### PROBLEM:
Set down each line of the material that follows, exactly, with no pictures.

### WORKING DATA:
^^^^^^^^^^^^^^^^

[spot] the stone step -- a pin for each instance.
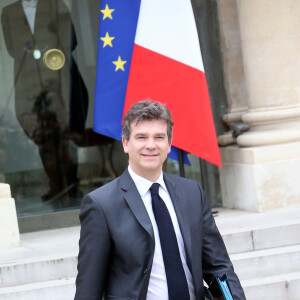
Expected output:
(284, 286)
(39, 269)
(63, 289)
(269, 262)
(244, 231)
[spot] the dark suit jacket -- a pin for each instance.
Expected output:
(117, 241)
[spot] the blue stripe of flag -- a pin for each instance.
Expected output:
(110, 84)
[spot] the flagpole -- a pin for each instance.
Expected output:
(181, 163)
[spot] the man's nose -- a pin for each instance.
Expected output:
(151, 144)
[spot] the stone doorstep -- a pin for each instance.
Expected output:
(283, 286)
(37, 270)
(245, 231)
(264, 263)
(264, 238)
(63, 289)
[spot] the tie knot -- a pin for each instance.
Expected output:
(154, 189)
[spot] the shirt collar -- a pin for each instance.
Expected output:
(142, 184)
(32, 3)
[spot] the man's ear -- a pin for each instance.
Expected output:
(170, 143)
(125, 145)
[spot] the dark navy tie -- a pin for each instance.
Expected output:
(176, 280)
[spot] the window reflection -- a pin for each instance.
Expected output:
(49, 153)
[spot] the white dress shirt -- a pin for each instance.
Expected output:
(158, 288)
(30, 10)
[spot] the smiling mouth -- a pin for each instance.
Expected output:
(149, 155)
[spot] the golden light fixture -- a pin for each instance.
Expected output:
(54, 59)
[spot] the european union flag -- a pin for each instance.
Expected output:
(117, 28)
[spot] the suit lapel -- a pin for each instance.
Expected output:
(135, 202)
(180, 206)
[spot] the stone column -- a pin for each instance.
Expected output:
(233, 68)
(262, 171)
(9, 229)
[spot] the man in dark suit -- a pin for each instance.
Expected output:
(148, 234)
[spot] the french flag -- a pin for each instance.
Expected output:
(150, 49)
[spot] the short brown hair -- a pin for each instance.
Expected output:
(147, 110)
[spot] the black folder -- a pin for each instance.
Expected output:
(218, 289)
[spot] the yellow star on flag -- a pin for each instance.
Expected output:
(107, 12)
(119, 64)
(107, 40)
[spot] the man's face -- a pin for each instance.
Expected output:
(147, 147)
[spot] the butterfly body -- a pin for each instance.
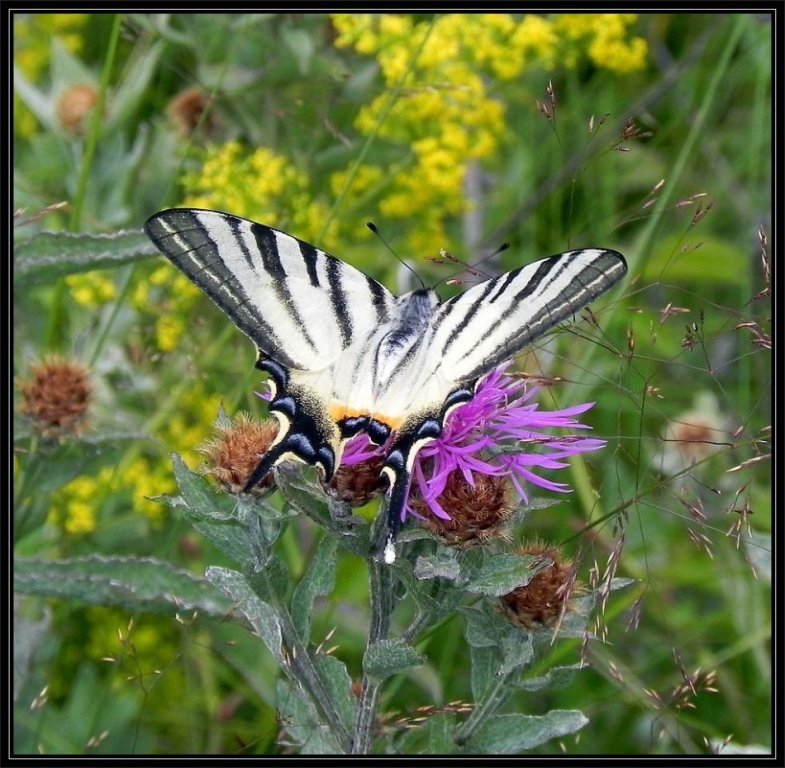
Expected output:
(345, 355)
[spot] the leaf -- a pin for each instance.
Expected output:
(336, 681)
(300, 723)
(517, 651)
(508, 734)
(264, 619)
(389, 657)
(206, 510)
(483, 627)
(555, 678)
(133, 583)
(438, 566)
(501, 574)
(300, 720)
(319, 580)
(51, 255)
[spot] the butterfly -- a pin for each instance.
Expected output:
(345, 355)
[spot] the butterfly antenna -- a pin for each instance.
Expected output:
(472, 269)
(378, 234)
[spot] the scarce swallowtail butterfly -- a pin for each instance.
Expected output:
(345, 355)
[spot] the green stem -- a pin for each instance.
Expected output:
(382, 583)
(300, 669)
(490, 701)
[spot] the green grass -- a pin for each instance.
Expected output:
(162, 359)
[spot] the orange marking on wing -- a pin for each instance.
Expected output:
(340, 411)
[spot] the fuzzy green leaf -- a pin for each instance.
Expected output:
(509, 734)
(388, 657)
(51, 255)
(319, 580)
(501, 574)
(134, 583)
(261, 615)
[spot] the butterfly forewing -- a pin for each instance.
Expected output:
(301, 306)
(479, 329)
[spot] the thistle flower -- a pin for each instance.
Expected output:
(57, 396)
(233, 455)
(73, 106)
(546, 597)
(501, 433)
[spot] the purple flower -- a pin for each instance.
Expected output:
(501, 432)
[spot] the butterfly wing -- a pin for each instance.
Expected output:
(299, 305)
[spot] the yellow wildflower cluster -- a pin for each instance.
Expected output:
(74, 506)
(33, 35)
(440, 71)
(91, 289)
(166, 284)
(191, 425)
(259, 185)
(604, 38)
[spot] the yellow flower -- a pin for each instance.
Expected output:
(168, 332)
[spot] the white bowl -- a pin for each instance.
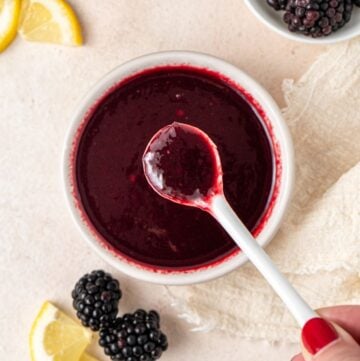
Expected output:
(273, 19)
(275, 125)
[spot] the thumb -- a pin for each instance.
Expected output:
(325, 341)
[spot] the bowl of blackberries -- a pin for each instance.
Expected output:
(310, 21)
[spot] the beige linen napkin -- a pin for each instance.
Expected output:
(318, 245)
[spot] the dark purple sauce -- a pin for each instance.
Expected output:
(111, 185)
(181, 164)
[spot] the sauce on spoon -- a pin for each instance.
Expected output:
(181, 163)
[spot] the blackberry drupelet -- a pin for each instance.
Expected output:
(317, 18)
(134, 337)
(277, 4)
(96, 298)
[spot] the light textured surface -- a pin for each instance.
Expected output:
(318, 244)
(41, 251)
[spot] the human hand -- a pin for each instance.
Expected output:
(338, 341)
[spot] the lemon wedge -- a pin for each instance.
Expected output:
(50, 21)
(9, 18)
(55, 336)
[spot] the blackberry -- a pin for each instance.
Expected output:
(277, 4)
(134, 337)
(317, 18)
(96, 298)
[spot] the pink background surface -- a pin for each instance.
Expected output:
(41, 252)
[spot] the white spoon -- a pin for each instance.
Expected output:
(166, 163)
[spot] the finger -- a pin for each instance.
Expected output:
(298, 357)
(325, 341)
(347, 317)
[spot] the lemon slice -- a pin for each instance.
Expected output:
(55, 336)
(50, 21)
(9, 18)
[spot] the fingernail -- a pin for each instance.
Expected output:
(316, 334)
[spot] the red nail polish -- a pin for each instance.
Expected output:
(316, 334)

^^^^^^^^^^^^^^^^

### OUTPUT FOR THIS TASK:
[spot] the stone step -- a pin for each instance.
Expected output:
(284, 286)
(39, 269)
(63, 289)
(269, 262)
(244, 231)
[spot] the dark suit jacket -- a pin for each instance.
Expected output:
(117, 241)
[spot] the blue stripe of flag -- a pin for each instance.
Expected output:
(110, 84)
[spot] the flagpole -- a pin for each instance.
Expected output:
(181, 163)
[spot] the man's nose -- a pin for each instance.
Expected output:
(151, 144)
[spot] the stone doorstep -- a pin for each instance.
Expected output:
(283, 286)
(37, 270)
(245, 231)
(264, 263)
(264, 238)
(63, 289)
[spot] the tie knot -- a pin for each instance.
Expected output:
(154, 189)
[spot] the shirt collar -- a pin for each instance.
Expected output:
(142, 184)
(32, 3)
[spot] the man's ear -- a pin for each instance.
Expected output:
(170, 143)
(125, 145)
[spot] the dark navy tie -- a pin for each instance.
Expected output:
(176, 280)
[spot] the window reflection -- a pin for each instance.
Expected output:
(49, 153)
[spot] the white dress shirt -- a pin for each instance.
Expected output:
(158, 288)
(30, 10)
[spot] the smiling mouth -- a pin for each instance.
Expected output:
(149, 155)
[spot] the golden light fixture -- a pin for each instance.
Expected output:
(54, 59)
[spot] the european union flag -- a pin for each instance.
Expected output:
(117, 28)
[spot] the suit lapel -- a pin for each instance.
Expected output:
(135, 202)
(180, 206)
[spot] the stone column -- a pin for each instance.
Expected output:
(233, 68)
(262, 171)
(9, 229)
[spot] the man in dark suit -- a pin for each instance.
Expected output:
(148, 234)
[spot] the french flag -- a pin for each instance.
Expected output:
(150, 49)
[spot] the short brown hair -- a pin for each instance.
Expected output:
(147, 110)
[spot] the black folder -- a pin for each instance.
Expected output:
(218, 289)
[spot] the yellow star on flag -- a pin for each instance.
Expected output:
(107, 12)
(119, 64)
(107, 40)
[spot] the man's face -- a pin for each instance.
Expected output:
(147, 147)
[spot] the butterfly body -- a pin for each instance.
Expected output:
(345, 355)
[spot] the leaf -- a pin for each instance.
Expected output:
(336, 681)
(300, 723)
(517, 651)
(508, 734)
(264, 619)
(389, 657)
(206, 510)
(483, 627)
(555, 678)
(133, 583)
(438, 566)
(501, 574)
(300, 720)
(319, 580)
(51, 255)
[spot] the butterfly -- a pin for each instance.
Expected output:
(345, 355)
[spot] the butterfly antenna -- a pin for each instance.
Expected output:
(472, 269)
(378, 234)
[spot] the scarce swallowtail butterfly -- a pin for each instance.
Expected output:
(345, 355)
[spot] the green stem -- a pin for each instance.
Expected output:
(382, 583)
(300, 669)
(490, 701)
[spot] the green grass -- a pin for each instance.
Expected output:
(162, 359)
[spot] the orange marking on wing -- a pin for each instance.
Expected output:
(340, 411)
[spot] the fuzzy green leaf -- a pin for each instance.
Expected output:
(509, 734)
(388, 657)
(51, 255)
(319, 580)
(501, 574)
(134, 583)
(261, 615)
[spot] the butterfly forewing -- a pin for each instance.
Expected output:
(301, 306)
(479, 329)
[spot] the thistle flower -- a pin for each instance.
Expected output:
(57, 396)
(233, 455)
(73, 106)
(546, 597)
(501, 433)
[spot] the purple flower -- a pin for each instance.
Expected output:
(501, 432)
[spot] the butterfly wing -- a pin for each instance.
Expected output:
(299, 305)
[spot] the yellow wildflower cluster -- a pin for each instance.
Expected output:
(74, 506)
(33, 35)
(440, 71)
(91, 289)
(166, 284)
(191, 425)
(259, 185)
(604, 38)
[spot] the yellow flower -- a pin for each instance.
Expected output:
(168, 332)
[spot] the white bowl -- a pin for each instance.
Expected output:
(273, 19)
(275, 125)
[spot] the thumb -- a pin for each instance.
Expected output:
(325, 341)
[spot] the bowl of blackberries -- a pin for each instance.
Expected output:
(310, 21)
[spot] the beige linen napkin -- a pin for each instance.
Expected output:
(318, 245)
[spot] the dark purple sauce -- a pin for each instance.
Expected output:
(111, 185)
(181, 164)
[spot] the sauce on spoon -- a pin for each instance.
Expected output:
(181, 163)
[spot] the blackberry drupelet -- a pin for each instance.
Expected output:
(317, 18)
(134, 337)
(277, 4)
(96, 298)
[spot] the light textured surface -- a pin for each instance.
Expected output:
(318, 244)
(41, 251)
[spot] the human hand -- a pin for each instance.
Expected output:
(338, 341)
[spot] the lemon wedge -- a pin for each instance.
Expected output:
(50, 21)
(9, 18)
(55, 336)
[spot] the blackberry -- a pin for each instance.
Expected output:
(277, 4)
(134, 337)
(317, 18)
(96, 298)
[spot] the pink background surface -- a pin for each instance.
Expected output:
(41, 252)
[spot] the white spoon -- a pin for each instance.
Expected output:
(166, 163)
[spot] the finger -- a pin for each instance.
Expected output:
(298, 357)
(325, 341)
(347, 317)
[spot] the lemon slice -- a pin for each instance.
Expected output:
(55, 336)
(50, 21)
(9, 18)
[spot] the fingernail -- a pin for each instance.
Expected output:
(316, 334)
[spot] the red nail polish -- a pin for each instance.
Expected output:
(316, 334)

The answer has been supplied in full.